Report every line in the records below that holds the word "truck".

[Natural language region descriptions]
════

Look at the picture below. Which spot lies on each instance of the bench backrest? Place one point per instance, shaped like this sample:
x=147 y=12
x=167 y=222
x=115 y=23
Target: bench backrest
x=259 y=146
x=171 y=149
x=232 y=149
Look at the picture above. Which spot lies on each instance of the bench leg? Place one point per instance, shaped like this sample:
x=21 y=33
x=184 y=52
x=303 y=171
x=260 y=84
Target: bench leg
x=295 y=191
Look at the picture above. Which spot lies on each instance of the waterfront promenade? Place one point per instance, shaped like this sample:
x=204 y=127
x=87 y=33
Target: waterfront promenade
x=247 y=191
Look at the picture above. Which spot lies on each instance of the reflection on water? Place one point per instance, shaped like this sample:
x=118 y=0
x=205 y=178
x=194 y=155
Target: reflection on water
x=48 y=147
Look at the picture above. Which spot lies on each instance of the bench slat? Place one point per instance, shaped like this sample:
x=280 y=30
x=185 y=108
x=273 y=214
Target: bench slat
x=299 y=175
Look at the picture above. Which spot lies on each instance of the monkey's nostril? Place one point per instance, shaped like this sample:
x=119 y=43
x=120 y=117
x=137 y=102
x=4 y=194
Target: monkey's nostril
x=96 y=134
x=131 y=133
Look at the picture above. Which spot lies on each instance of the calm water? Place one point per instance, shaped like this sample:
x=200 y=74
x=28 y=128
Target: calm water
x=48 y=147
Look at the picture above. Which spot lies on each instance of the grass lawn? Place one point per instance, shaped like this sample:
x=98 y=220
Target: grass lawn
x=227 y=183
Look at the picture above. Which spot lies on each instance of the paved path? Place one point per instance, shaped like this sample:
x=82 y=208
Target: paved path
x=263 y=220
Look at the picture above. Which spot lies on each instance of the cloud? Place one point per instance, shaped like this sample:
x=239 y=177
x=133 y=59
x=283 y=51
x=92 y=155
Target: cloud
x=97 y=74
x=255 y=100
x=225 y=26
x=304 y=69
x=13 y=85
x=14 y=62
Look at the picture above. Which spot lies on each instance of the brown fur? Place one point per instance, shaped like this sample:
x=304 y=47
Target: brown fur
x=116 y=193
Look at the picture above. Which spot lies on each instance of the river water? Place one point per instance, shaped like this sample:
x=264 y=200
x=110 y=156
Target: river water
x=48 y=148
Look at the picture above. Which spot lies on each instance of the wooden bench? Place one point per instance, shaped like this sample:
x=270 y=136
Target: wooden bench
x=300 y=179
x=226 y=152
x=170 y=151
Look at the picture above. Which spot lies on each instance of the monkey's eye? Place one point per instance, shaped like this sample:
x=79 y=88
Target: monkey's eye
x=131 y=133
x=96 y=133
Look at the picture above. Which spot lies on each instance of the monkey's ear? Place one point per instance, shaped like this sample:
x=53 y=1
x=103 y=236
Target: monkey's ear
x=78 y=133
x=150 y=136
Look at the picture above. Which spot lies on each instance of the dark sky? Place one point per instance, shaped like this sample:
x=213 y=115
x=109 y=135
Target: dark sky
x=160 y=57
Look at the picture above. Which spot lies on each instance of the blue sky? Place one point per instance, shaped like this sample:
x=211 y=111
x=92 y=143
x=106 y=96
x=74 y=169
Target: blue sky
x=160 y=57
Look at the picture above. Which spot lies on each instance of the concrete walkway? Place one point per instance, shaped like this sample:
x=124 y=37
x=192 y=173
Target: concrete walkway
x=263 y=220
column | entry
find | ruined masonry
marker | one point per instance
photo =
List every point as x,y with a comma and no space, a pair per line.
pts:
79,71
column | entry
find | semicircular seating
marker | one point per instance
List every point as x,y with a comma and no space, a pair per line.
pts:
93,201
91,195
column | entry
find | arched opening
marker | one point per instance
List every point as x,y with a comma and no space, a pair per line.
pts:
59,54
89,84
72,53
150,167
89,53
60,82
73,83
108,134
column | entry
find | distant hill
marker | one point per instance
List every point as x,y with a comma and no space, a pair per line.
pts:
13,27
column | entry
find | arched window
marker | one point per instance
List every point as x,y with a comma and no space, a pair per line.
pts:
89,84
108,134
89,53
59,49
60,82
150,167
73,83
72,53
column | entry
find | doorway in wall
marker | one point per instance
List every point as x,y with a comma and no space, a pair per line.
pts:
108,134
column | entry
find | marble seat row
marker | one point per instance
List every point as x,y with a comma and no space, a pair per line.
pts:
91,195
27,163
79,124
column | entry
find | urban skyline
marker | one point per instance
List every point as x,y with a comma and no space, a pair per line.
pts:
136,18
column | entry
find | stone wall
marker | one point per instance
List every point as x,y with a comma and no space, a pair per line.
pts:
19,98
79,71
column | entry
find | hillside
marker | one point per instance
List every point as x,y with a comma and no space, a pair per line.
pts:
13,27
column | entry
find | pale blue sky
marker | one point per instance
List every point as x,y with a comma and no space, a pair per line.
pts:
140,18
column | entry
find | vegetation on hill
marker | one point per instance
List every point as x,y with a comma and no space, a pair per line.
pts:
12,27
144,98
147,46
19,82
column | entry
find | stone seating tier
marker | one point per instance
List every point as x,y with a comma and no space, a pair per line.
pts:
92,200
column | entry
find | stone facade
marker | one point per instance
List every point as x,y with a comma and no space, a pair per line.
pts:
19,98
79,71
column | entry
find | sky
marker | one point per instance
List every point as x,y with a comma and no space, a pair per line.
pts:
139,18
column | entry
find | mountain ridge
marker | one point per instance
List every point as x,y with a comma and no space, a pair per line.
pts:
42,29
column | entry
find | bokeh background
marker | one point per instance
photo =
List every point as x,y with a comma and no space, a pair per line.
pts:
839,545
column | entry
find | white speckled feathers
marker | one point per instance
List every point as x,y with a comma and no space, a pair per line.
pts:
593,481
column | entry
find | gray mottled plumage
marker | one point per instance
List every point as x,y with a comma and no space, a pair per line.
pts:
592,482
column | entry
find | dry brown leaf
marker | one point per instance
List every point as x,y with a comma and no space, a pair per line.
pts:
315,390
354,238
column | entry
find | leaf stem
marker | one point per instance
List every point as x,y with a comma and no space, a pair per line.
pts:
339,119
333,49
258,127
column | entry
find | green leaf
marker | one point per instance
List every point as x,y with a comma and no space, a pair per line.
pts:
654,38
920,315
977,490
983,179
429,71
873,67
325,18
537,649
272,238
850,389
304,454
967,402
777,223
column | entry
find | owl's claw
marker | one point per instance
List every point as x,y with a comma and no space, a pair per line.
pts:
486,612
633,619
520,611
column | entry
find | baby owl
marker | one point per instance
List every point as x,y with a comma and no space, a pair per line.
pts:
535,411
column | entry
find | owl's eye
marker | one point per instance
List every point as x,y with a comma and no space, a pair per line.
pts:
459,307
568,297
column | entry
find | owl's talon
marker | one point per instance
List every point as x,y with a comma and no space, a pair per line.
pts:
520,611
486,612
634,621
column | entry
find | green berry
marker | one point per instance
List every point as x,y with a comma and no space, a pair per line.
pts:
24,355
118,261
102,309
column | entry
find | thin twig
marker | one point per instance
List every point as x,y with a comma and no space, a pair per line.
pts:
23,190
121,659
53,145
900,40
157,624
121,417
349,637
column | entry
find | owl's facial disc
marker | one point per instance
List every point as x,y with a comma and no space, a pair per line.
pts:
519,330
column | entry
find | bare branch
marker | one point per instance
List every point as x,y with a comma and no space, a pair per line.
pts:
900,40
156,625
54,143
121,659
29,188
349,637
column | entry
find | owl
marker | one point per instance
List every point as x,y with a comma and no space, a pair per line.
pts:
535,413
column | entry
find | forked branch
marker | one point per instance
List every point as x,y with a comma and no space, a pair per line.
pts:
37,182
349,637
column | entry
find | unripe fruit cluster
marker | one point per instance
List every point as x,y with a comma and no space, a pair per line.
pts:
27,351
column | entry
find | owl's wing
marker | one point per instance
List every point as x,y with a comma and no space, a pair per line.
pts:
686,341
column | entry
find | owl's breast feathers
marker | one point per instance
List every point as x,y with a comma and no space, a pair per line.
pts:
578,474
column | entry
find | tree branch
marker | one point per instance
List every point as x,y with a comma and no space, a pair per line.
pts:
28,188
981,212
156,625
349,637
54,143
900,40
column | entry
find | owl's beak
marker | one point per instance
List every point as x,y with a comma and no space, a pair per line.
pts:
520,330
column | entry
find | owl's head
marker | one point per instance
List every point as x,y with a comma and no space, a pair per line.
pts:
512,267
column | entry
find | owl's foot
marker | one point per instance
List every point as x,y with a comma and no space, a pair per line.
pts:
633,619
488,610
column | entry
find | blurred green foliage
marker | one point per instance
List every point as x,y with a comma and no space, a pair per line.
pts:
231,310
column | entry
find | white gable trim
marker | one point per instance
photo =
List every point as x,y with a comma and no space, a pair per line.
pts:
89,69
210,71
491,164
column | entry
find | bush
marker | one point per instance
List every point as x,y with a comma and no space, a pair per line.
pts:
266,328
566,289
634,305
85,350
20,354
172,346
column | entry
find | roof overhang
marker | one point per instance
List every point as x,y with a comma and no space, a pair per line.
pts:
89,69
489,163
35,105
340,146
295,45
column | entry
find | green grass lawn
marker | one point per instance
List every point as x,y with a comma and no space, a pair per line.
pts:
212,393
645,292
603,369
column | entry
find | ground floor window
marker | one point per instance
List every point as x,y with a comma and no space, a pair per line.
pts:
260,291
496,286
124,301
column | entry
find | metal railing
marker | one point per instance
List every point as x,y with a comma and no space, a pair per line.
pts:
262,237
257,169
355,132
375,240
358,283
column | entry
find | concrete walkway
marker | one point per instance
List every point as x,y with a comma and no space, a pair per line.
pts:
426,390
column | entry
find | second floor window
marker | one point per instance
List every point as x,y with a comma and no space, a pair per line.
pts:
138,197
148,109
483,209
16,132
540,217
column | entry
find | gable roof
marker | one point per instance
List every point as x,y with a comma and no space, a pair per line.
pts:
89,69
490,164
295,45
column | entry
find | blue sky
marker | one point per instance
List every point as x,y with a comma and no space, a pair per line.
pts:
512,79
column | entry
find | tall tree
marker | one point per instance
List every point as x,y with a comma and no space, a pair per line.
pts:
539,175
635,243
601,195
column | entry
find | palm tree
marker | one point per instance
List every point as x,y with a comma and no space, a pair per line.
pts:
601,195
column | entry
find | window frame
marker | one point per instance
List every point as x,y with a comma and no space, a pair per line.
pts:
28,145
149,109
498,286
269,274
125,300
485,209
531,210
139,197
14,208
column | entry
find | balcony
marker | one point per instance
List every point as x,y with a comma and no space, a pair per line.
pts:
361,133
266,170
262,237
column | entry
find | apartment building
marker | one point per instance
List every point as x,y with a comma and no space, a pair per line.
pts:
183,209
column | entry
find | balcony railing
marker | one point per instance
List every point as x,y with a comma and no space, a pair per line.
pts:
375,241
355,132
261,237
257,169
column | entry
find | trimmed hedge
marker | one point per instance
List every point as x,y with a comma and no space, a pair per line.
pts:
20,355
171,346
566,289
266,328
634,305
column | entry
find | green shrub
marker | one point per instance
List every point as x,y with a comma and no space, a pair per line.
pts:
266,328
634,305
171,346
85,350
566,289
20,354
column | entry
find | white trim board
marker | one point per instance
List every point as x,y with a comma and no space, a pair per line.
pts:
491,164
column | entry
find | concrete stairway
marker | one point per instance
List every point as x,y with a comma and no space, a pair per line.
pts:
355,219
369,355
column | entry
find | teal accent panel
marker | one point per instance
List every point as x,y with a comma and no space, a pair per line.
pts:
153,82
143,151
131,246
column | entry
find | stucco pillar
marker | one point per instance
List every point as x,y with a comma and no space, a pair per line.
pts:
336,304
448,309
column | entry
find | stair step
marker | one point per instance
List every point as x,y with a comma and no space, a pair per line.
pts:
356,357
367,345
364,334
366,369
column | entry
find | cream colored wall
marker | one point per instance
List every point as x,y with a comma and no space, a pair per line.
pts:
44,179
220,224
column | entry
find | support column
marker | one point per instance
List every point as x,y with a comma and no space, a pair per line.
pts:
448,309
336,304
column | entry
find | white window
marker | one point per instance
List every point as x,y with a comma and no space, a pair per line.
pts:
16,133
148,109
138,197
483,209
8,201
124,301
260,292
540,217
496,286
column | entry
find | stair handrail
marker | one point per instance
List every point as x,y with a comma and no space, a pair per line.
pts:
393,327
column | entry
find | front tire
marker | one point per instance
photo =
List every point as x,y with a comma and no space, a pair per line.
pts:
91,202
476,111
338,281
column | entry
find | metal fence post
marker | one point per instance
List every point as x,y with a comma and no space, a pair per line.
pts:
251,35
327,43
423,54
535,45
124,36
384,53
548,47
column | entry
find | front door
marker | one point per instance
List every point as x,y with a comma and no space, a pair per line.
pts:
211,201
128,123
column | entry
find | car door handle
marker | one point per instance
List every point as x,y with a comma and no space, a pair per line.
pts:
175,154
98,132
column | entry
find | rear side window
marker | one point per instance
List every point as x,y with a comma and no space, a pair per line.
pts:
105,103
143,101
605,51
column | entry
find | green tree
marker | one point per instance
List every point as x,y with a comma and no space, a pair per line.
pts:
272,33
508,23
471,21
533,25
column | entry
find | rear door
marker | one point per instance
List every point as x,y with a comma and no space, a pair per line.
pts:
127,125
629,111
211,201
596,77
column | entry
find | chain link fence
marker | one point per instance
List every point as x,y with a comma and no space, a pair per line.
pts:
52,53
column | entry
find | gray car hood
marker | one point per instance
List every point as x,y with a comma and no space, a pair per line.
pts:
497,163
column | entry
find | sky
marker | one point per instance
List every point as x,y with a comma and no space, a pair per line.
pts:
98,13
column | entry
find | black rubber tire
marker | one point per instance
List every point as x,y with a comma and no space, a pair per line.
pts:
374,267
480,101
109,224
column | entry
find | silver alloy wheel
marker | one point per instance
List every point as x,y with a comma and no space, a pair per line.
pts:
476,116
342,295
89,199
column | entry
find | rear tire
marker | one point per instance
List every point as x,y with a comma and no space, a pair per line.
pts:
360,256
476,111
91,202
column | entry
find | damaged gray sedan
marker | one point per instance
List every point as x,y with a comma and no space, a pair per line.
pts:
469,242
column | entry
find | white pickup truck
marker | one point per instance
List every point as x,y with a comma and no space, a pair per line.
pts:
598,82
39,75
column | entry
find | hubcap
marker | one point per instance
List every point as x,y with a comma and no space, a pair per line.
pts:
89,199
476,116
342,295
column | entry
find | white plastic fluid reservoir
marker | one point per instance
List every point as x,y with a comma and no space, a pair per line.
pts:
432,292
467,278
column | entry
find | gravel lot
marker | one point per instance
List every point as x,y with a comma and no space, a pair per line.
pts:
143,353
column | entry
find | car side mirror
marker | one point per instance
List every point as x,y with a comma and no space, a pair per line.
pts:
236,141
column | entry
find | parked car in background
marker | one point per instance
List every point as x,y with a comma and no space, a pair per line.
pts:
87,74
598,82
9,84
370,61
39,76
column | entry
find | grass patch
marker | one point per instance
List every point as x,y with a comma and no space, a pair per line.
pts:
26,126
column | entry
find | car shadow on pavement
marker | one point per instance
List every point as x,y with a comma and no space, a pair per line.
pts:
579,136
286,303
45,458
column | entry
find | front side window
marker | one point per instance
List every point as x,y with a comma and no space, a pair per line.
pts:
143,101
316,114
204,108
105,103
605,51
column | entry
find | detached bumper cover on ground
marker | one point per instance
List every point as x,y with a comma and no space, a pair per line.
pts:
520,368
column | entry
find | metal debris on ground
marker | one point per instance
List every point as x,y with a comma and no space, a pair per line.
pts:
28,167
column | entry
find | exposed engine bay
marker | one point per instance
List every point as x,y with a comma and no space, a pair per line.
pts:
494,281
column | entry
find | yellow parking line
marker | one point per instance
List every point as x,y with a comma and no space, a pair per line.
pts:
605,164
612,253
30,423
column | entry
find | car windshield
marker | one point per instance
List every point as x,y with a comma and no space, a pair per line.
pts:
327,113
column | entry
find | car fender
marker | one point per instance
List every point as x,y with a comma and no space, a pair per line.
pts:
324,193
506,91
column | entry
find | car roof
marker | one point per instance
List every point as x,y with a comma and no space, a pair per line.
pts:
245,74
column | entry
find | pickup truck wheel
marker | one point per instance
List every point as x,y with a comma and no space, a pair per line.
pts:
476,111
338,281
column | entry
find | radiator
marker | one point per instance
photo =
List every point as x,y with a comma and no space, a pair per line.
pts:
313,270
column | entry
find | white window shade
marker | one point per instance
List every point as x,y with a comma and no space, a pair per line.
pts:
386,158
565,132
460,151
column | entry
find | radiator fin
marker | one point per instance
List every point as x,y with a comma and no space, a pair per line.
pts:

════

## Output below
find | white pickup truck
find | pickup truck wheel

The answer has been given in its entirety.